A faithful copy of the entries is needed, one that leaves out the pictures.
BEGIN DATA SUPPLIED
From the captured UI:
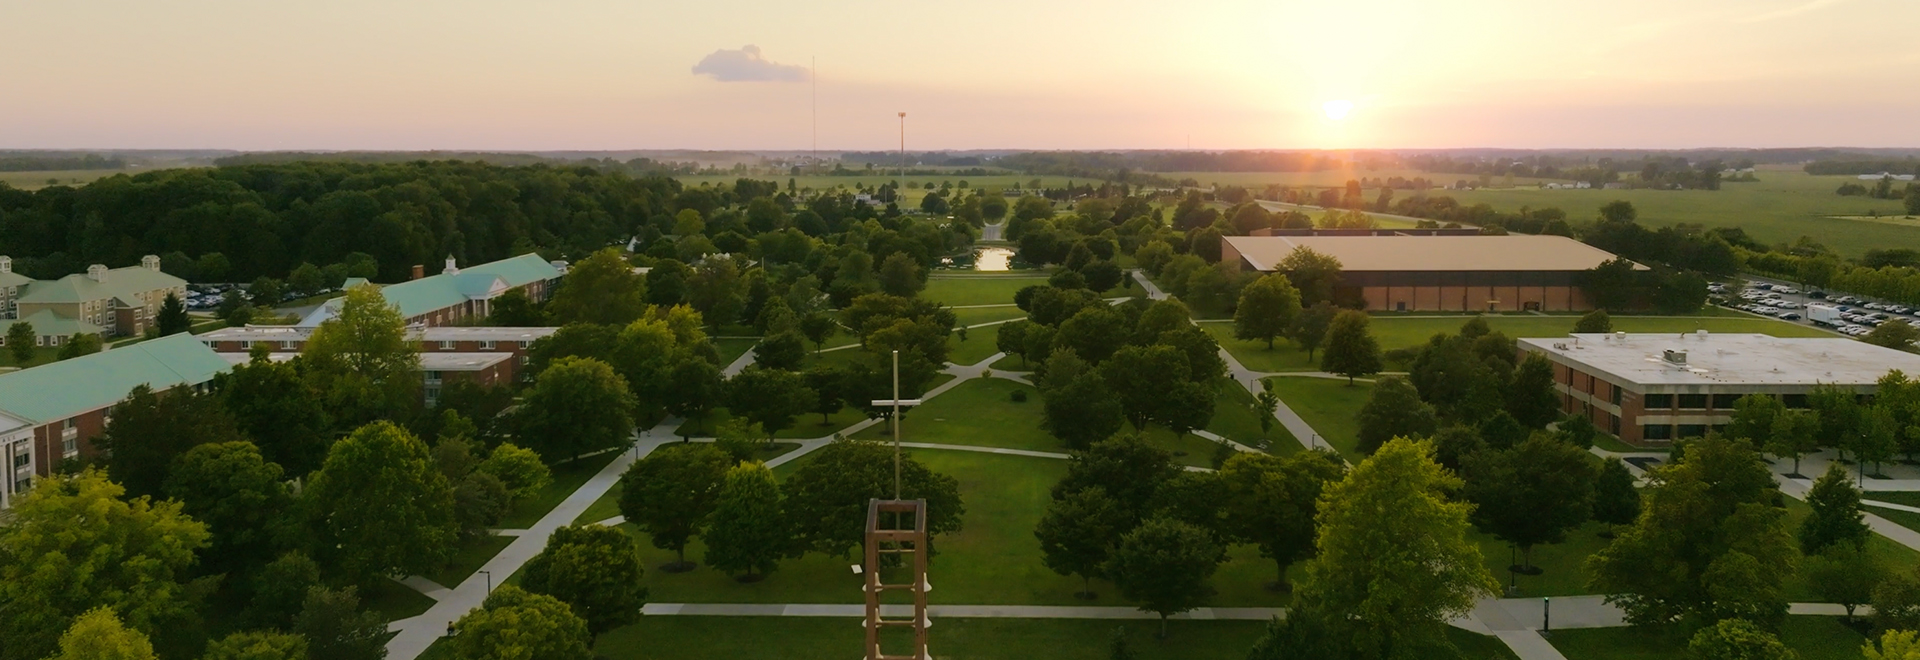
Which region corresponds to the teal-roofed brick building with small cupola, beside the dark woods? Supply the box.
[300,253,564,328]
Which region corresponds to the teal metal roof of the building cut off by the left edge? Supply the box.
[0,332,228,424]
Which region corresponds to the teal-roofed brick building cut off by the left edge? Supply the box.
[0,334,227,501]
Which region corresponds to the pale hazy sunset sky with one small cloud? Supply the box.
[0,0,1920,150]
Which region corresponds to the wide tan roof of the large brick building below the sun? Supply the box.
[1223,234,1635,272]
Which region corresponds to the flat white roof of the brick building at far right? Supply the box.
[1519,332,1920,388]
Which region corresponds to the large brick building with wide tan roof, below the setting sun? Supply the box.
[1221,234,1615,311]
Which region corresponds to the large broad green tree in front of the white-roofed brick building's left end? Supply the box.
[1586,437,1797,625]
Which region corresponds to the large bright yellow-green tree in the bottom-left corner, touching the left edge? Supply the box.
[0,468,207,660]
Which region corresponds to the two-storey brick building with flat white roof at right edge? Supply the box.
[1519,330,1920,445]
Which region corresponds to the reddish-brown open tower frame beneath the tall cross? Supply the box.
[862,499,933,660]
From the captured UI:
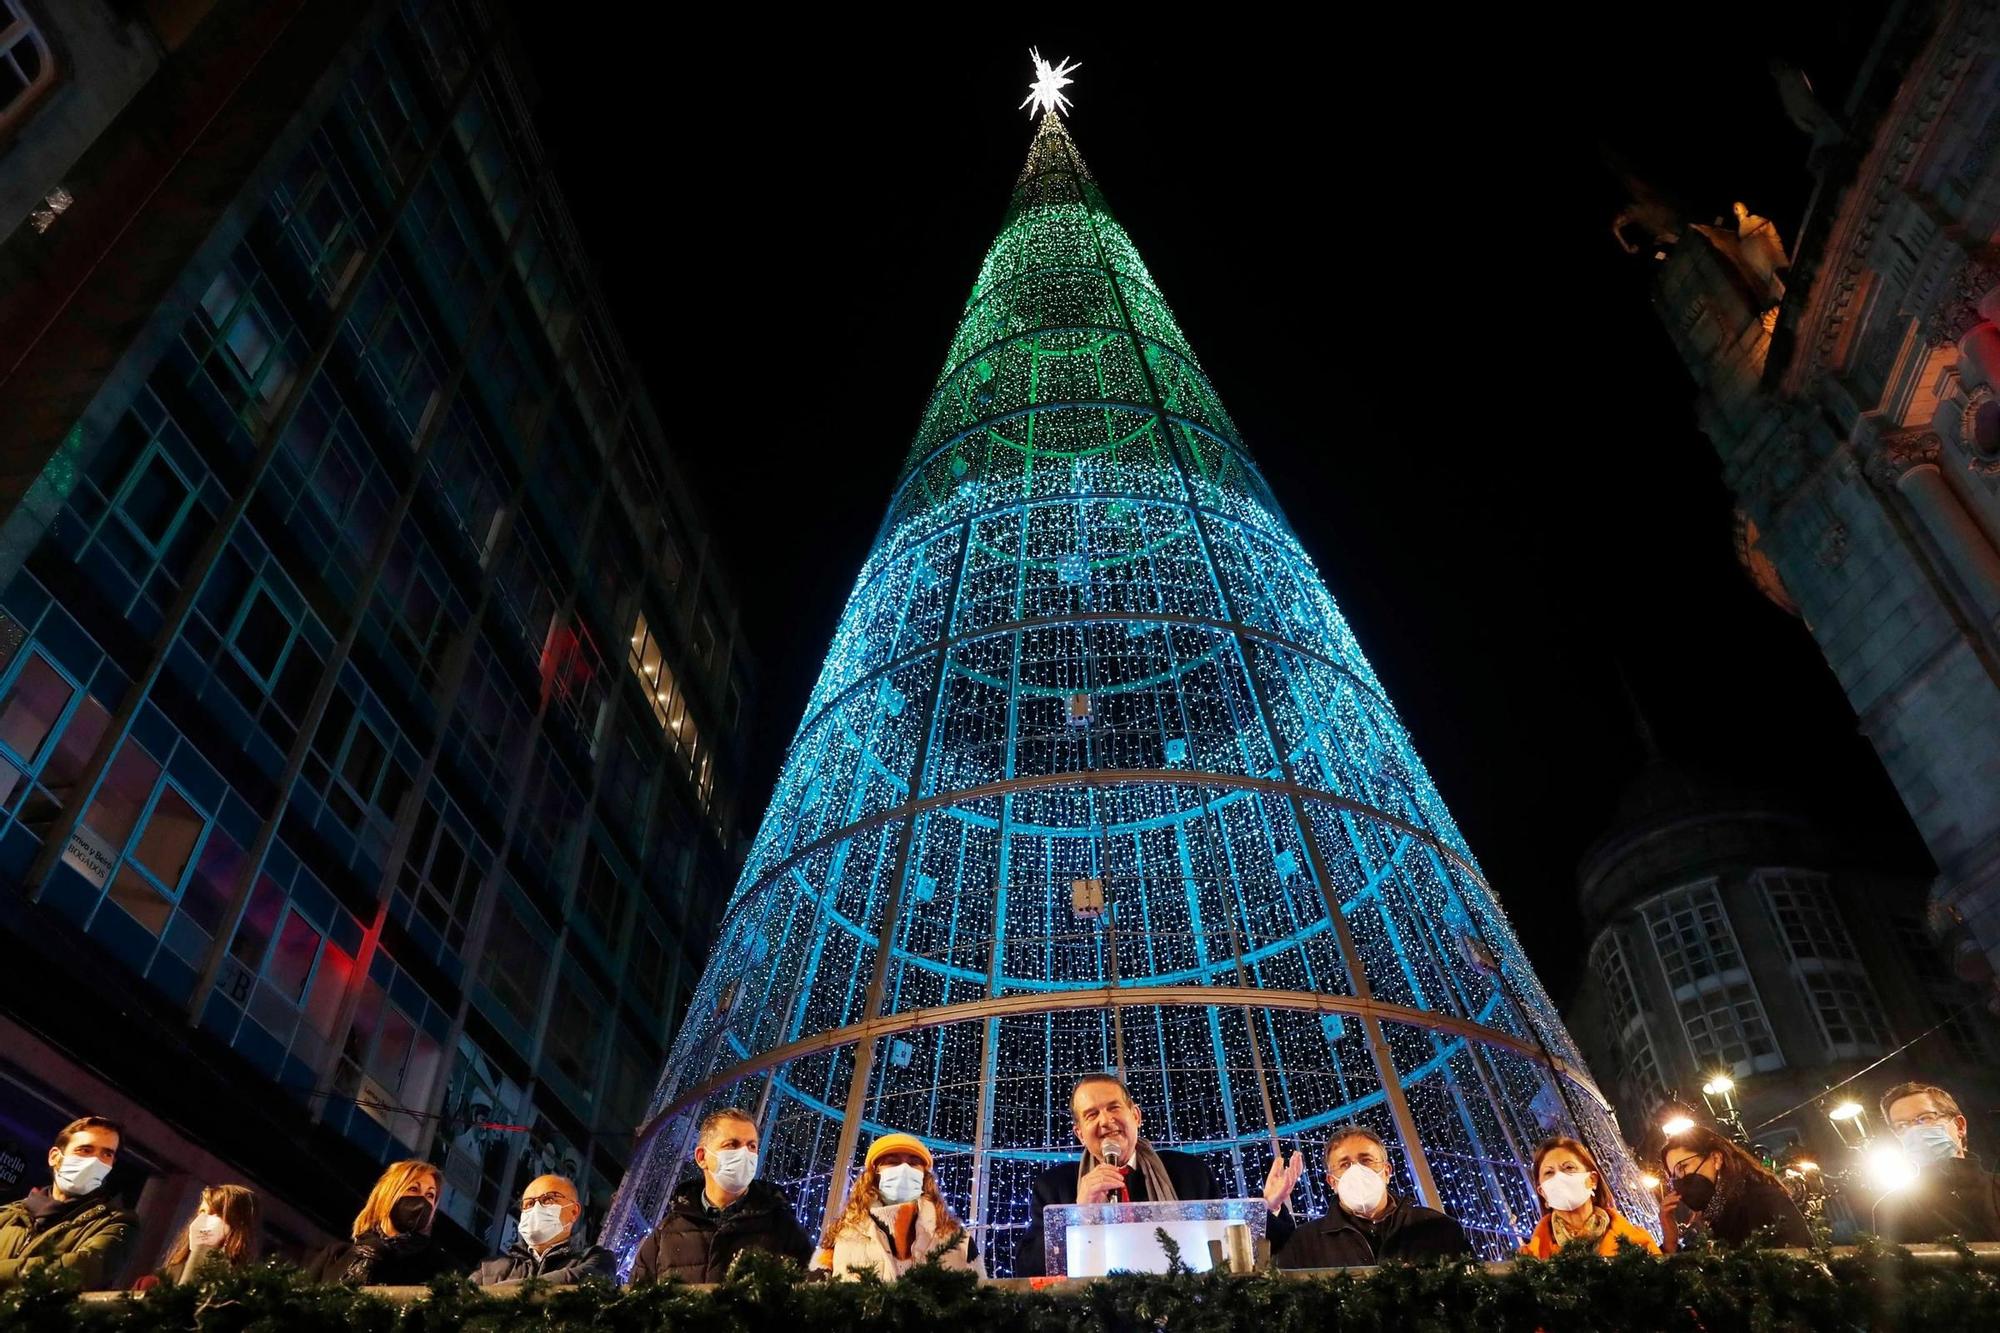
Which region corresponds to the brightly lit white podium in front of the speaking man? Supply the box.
[1042,1199,1270,1277]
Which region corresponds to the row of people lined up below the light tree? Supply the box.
[0,1075,2000,1289]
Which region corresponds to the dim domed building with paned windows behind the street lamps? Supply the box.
[1566,761,2000,1237]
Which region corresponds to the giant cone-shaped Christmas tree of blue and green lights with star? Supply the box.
[606,64,1654,1271]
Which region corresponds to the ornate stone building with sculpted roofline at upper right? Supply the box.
[1618,0,2000,985]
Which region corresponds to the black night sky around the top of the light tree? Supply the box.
[512,4,1928,997]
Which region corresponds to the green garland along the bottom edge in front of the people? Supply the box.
[15,1247,2000,1333]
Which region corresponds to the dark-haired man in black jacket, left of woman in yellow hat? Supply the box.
[632,1107,812,1287]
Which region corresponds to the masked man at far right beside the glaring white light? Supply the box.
[1874,1083,2000,1245]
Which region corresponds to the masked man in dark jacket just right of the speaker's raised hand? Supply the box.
[1272,1125,1472,1269]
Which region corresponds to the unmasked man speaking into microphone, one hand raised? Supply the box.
[1014,1073,1306,1277]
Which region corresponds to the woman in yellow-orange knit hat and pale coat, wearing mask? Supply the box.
[812,1135,976,1283]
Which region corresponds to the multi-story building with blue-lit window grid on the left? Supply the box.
[0,0,750,1261]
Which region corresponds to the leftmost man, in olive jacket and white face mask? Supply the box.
[0,1115,138,1291]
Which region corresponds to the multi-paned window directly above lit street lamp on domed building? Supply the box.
[1644,881,1784,1077]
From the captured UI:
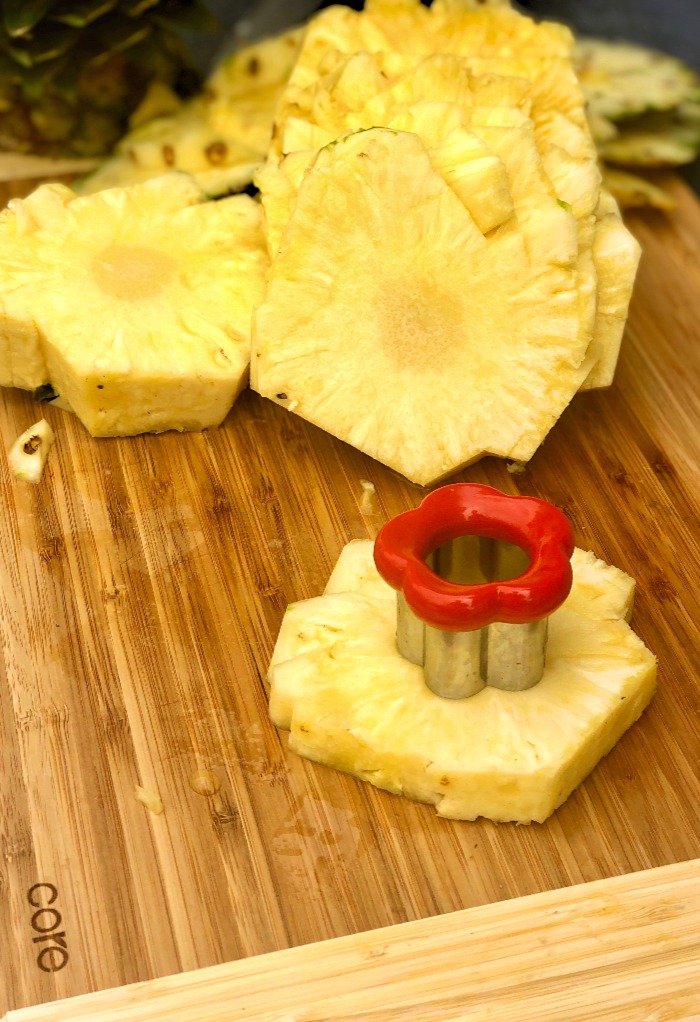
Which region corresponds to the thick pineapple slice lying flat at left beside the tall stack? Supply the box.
[0,174,267,436]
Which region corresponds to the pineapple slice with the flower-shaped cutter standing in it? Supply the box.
[269,541,656,823]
END DATA SUPPLIED
◆ RESULT FOR THIS EXERCISE ◆
From the captured UI:
Which region corresponds to the teal-roofed brick building with small cupola, beside the dark woods? Supply the box.
[300,253,564,328]
Which region corresponds to the teal metal roof of the building cut off by the left edge? Supply the box.
[0,332,228,424]
Which region corresponds to the teal-roofed brick building cut off by the left edge? Supply the box.
[0,334,227,501]
Which region corresponds to the pale hazy sunset sky with one small cloud? Supply the box.
[0,0,1920,150]
Which region corresponds to the wide tan roof of the large brick building below the sun? Supply the box.
[1223,234,1635,272]
Which region corresponds to the flat white roof of the brick building at far right? Supply the box.
[1519,332,1920,388]
Which region corresponds to the large brick building with wide tan roof, below the setting sun? Supply the box.
[1221,234,1615,311]
Which region corresponds to the large broad green tree in front of the white-roofed brick building's left end? Supply the box.
[1586,437,1797,625]
Which region corresponds to the large bright yellow-green tree in the bottom-left corner, touching the left edge? Supply the box.
[0,468,207,660]
Which region corresponds to the two-storey brick building with flat white roof at right edge? Supply the box.
[1519,330,1920,445]
Which region corresponds to the reddish-brown open tower frame beneath the tall cross? Supply the box.
[862,499,933,660]
From the captured UI:
Which region corresponds to the brightly lit white podium in front of the speaking man? Supply the box.
[1042,1199,1270,1277]
Which region corresponds to the row of people lined up below the light tree? Supply the box.
[0,1075,2000,1289]
Which region corresponds to the dim domed building with paned windows behind the street lamps? Supply the box.
[1566,761,2000,1237]
Which region corresponds to the giant cone-shaped Christmas tree of blue and green lights with star? Supply the box.
[606,64,1654,1271]
Which region corresponds to the ornate stone building with sculpted roofline at upper right? Supply the box.
[1618,0,2000,985]
Which region corresponds to the black night sky around the top of the light tree? Supply the box.
[512,4,1928,997]
Which region corresponds to the green garland along the bottom edge in front of the people? Supply the box.
[15,1247,2000,1333]
Which region corresponds to the dark-haired man in black jacket, left of woman in yellow hat? Supply the box.
[632,1107,812,1287]
Which region corresponds to the masked man at far right beside the glaring white light? Supply the box.
[1874,1083,2000,1245]
Which region corresponds to the masked man in dark jacket just right of the speaker's raised hand? Supply the box.
[1272,1125,1472,1269]
Which region corresponds to the unmasked man speaking into microphone, one hand raised? Supply the box.
[1014,1073,1306,1277]
Which region corresponds to the woman in yellow-orange knit hat and pale coat, wearing mask? Supply the box.
[812,1135,976,1283]
Which region corresponds to the multi-story building with blue-lit window grid on the left? Supply the box.
[0,0,750,1261]
Which region corresponds to the leftmost man, in olive jacket and white face mask? Supply the box.
[0,1115,138,1291]
Which region corresponds to the multi-paned window directly above lit street lamp on domed building? Supply the box.
[1644,881,1784,1077]
From the captured UI:
Which region corresponds to the thick pineapple slice lying flat at left beside the tall stack? Supply the box.
[0,174,267,436]
Which region corresponds to the pineapple slice with the flower-shaped cutter standing in it? Supply the box.
[269,541,656,823]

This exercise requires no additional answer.